— START Exercise material —

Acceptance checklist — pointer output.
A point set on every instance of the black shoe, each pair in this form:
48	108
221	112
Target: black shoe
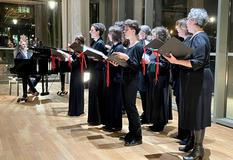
133	142
143	121
35	93
122	138
93	123
22	100
126	137
156	128
188	146
184	141
196	154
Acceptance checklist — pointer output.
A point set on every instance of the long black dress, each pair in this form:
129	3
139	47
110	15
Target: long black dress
76	97
158	93
130	76
96	86
113	95
197	85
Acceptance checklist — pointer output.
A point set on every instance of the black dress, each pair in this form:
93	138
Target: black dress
158	94
96	86
76	97
113	95
130	76
142	87
196	85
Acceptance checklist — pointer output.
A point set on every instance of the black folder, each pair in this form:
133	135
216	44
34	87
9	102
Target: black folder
76	47
176	47
154	44
93	53
121	62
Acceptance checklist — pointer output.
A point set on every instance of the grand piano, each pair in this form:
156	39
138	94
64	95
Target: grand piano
43	62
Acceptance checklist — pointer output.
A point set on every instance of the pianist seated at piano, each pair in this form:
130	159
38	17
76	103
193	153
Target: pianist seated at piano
23	53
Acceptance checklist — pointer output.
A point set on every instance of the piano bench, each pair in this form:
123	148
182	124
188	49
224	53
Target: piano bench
14	80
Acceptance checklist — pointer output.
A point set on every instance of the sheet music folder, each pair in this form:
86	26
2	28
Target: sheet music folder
154	44
176	47
93	53
113	57
76	47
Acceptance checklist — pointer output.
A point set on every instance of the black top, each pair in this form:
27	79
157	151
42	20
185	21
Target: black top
100	46
116	72
135	55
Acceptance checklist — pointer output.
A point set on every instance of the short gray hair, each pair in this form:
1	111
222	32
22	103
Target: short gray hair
99	27
116	33
200	15
146	29
161	33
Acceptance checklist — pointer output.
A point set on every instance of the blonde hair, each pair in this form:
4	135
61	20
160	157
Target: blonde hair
182	24
23	38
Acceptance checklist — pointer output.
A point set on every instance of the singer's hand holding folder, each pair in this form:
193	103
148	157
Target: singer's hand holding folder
93	53
176	48
76	47
173	46
113	57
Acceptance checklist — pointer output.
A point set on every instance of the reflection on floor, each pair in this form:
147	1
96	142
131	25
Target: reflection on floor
41	129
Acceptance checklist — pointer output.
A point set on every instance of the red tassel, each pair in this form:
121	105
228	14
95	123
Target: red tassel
107	75
143	62
156	53
53	62
70	62
83	61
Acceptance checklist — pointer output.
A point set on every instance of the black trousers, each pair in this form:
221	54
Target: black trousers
27	81
129	96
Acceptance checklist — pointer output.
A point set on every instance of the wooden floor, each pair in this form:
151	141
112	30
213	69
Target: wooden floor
41	130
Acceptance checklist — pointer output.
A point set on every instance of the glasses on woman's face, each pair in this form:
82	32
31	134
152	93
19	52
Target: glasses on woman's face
190	20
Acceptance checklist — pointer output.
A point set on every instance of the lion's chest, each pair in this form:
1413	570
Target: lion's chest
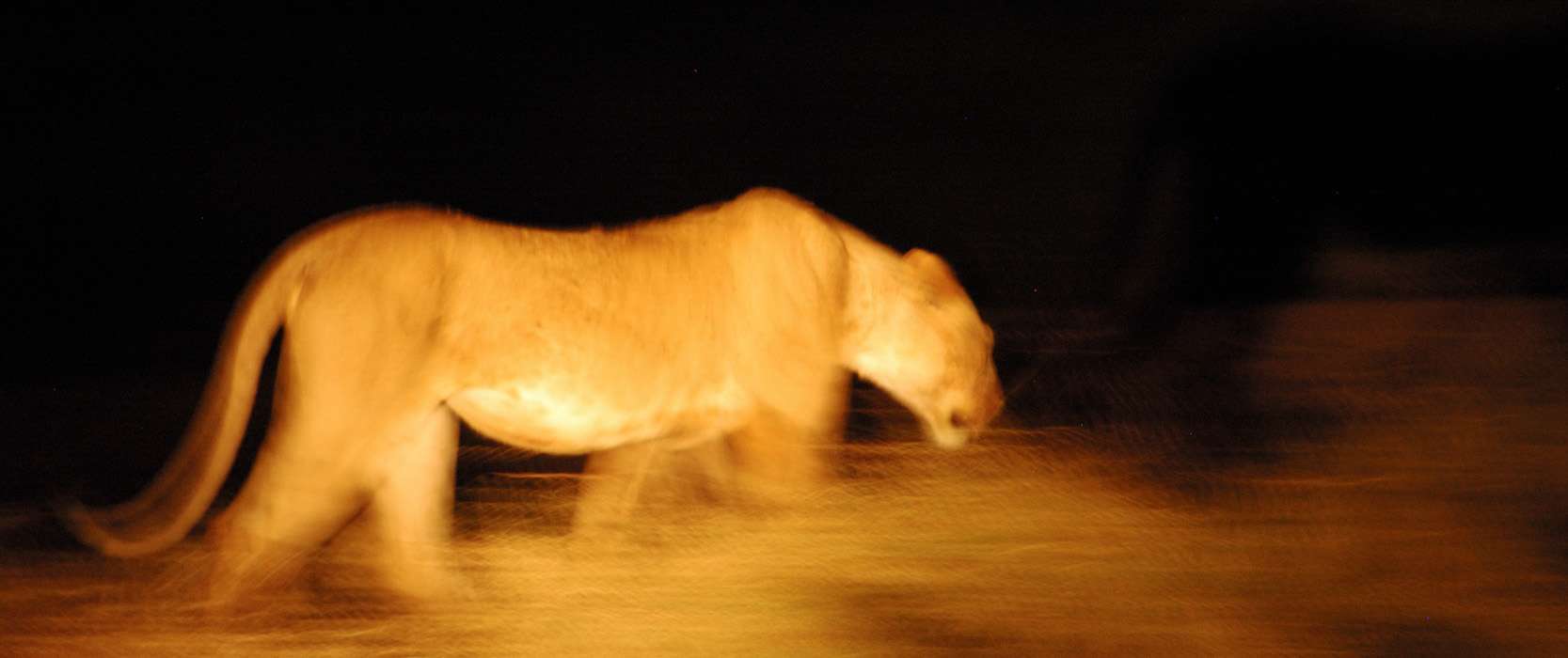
563	420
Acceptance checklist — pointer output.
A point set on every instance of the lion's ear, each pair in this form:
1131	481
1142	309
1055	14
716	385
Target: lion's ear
933	272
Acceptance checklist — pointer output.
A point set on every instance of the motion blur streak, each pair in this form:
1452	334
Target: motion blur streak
1412	503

— END Exercise material —

#### [Exercise]
With the pictures left out, transcribe the material exactly.

#### [Problem solution]
Acceptance checklist — pointer output.
A point set on every instance of the black shoe, each pair in this form:
48	108
221	112
Target: black shoe
133	142
143	121
35	93
122	138
93	123
22	100
126	137
156	128
188	146
184	141
196	154
Acceptance checklist — pointer output.
A point set on every instance of the long black dress, each pair in this form:
129	3
139	47
110	15
Target: long black dress
76	97
158	93
130	76
96	86
113	95
197	85
Acceptance checklist — pointer output.
A point set on every instance of the black dress, each pair in this form:
93	138
Target: black dress
158	94
96	86
76	97
113	95
130	76
142	87
196	85
Acceptance checklist — pointer output.
A point set on every instance of the black folder, each pair in this form:
133	135
216	44
34	87
9	102
Target: black folder
76	47
176	47
154	44
93	53
121	62
Acceptance checklist — pointer output.
A point set on every instance of the grand piano, each pair in this form:
156	39
138	94
64	95
Target: grand piano
43	62
Acceptance checklist — pointer output.
A point set on every instance of the pianist seated at piano, each pair in this form:
130	159
38	17
76	103
193	153
Target: pianist seated at piano
23	53
Acceptance checklist — pointer output.
A point set on every instance of the piano bench, each pair in this form:
123	148
182	124
188	49
224	53
Target: piano bench
14	80
Acceptance checklist — pointer output.
A point set on every instance of the sheet music folder, each pair in this form:
86	26
2	28
Target: sheet music folder
154	44
176	47
93	53
113	57
76	47
Acceptance checklist — pointer output.
A point set on every instance of the black top, each pair in this form:
27	79
157	151
42	20
185	21
Target: black top
100	46
116	72
135	55
Acceptance checklist — pointer output.
A point set on every instance of the short gray hair, each pair in this form:
1	111
222	32
22	103
Target: short gray hair
99	27
116	33
200	15
146	29
161	33
Acceptance checklist — pointer output.
A point set on every instance of the blonde hair, each pair in this form:
4	135
61	20
160	157
Target: blonde hair
182	24
23	38
Acceptance checklist — pointer output.
A point set on every instance of the singer's hand holding folder, each pair in this form:
193	103
148	157
Target: singer's hand holding folder
93	53
176	48
76	47
173	46
113	57
Acceptance checklist — pointer output.
A point set on every instance of the reflection on floor, each pair in this form:
147	1
96	142
131	25
Target: reflection on floor
41	129
Acceptance checklist — pointer output.
A point set on every instance of the red tassel, each pair in this form:
121	105
228	14
95	123
Target: red tassel
107	75
143	62
156	53
53	62
70	62
83	61
Acceptance checklist — pointer output.
A point set on every instance of the black trousers, each pair in this form:
221	54
Target: black trousers
27	81
129	96
Acceptance checklist — pointer output.
A point set on every instance of the wooden floor, each pair in this form:
151	141
112	30
213	69
Target: wooden floor
41	130
Acceptance checklist — pointer output.
A point set on every instance of the glasses on woman's face, each pair in this form:
82	32
31	134
152	93
19	52
Target: glasses on woman's face
190	20
Acceptance checklist — pointer output.
A point set on every instance of the lion's chest, each pair in this form:
1413	570
Target: lion's chest
563	420
Acceptance checklist — pointer output.
A point set on every instance of the lion's ear, each pair in this form:
1131	481
1142	309
1055	14
716	385
Target: lion's ear
933	272
Acceptance checklist — pointer output.
A point set on every instance of the motion blur streak, each pair in this form:
1452	334
Target: motion blur streak
1412	503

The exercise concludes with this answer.